EXTRACT PROVIDED:

Mummy has been taking Billy out for an hour to do something called walk on a morning and I have been staying in my crate like a good girl with my toys, to be honest I'm glad to have a bit of a rest from playing and dashing around with my big bro! Wonder when I can go out of the big front door for the walk thing?
Oh and Billy has finally let me lie with him - result!! I like snuggling in but he kept getting up every time I tried but yesterday and today he seems to like me a bit more (yay). 

Love Lola x


----------



## fairlie (Sep 7, 2013)

Lovely, thank you for the update!  Have Lola watch the video of Cricket to get some pointers for when she finally gets to go on the walks with her big brother.


----------



## Hollysefton (Sep 28, 2013)

Awwwh looking snuggly already! Thanks for the update lovely to see xx


Sent from my iPhone using Tapatalk


----------



## DB1 (Jan 20, 2012)

Helen, just catching up with this, how fantastic that your gorgeous girl has settled in so well and big brother has taken to her, brilliant.


----------



## DB1 (Jan 20, 2012)

oh and I see she is following in someones footsteps.....


----------



## Hfd (Aug 19, 2011)

Ha ha - yes I think that Anthony must have given Dudley the same advice as Lola about reading the book! x


----------



## DB1 (Jan 20, 2012)

Hfd said:


> Ha ha - yes I think that Anthony must have given Dudley the same advice as Lola about reading the book! x


Its so that they don't fall for any of our sneaky training! Anthony has put one of those pics of Dudley on his website,.


----------

DATA ENTRIES:
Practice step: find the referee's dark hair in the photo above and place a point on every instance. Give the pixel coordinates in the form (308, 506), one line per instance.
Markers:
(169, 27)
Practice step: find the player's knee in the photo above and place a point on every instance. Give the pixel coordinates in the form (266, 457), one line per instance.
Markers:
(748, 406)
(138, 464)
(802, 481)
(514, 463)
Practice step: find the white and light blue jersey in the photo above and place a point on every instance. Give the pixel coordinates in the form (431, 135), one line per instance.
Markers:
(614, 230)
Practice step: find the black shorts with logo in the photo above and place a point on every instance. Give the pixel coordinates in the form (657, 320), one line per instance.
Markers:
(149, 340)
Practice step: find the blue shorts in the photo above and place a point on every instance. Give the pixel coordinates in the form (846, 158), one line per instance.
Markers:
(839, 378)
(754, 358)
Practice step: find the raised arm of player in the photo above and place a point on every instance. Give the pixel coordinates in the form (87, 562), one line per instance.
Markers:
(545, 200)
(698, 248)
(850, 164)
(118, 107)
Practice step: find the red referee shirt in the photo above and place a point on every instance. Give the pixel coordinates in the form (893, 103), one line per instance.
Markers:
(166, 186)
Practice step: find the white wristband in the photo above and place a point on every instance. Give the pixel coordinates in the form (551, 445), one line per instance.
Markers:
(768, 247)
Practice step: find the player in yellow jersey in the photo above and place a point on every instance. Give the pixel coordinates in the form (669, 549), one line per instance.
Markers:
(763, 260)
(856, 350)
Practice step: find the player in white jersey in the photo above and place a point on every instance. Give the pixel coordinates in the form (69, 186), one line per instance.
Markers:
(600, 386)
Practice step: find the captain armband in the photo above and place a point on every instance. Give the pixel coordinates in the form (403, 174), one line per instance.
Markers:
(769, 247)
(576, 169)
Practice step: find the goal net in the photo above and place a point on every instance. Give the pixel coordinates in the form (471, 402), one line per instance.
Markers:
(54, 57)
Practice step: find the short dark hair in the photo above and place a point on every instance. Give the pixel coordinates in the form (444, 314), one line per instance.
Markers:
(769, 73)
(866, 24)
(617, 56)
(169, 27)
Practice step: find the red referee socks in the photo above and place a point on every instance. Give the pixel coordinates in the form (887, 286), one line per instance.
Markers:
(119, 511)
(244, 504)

WORK TO DO: Write out the part of the forum thread about Lola starting with "Awwwh looking snuggly" and going on through "to her, brilliant.".

FINISHED EXERCISE:
Awwwh looking snuggly already! Thanks for the update lovely to see xx


Sent from my iPhone using Tapatalk


----------



## DB1 (Jan 20, 2012)

Helen, just catching up with this, how fantastic that your gorgeous girl has settled in so well and big brother has taken to her, brilliant.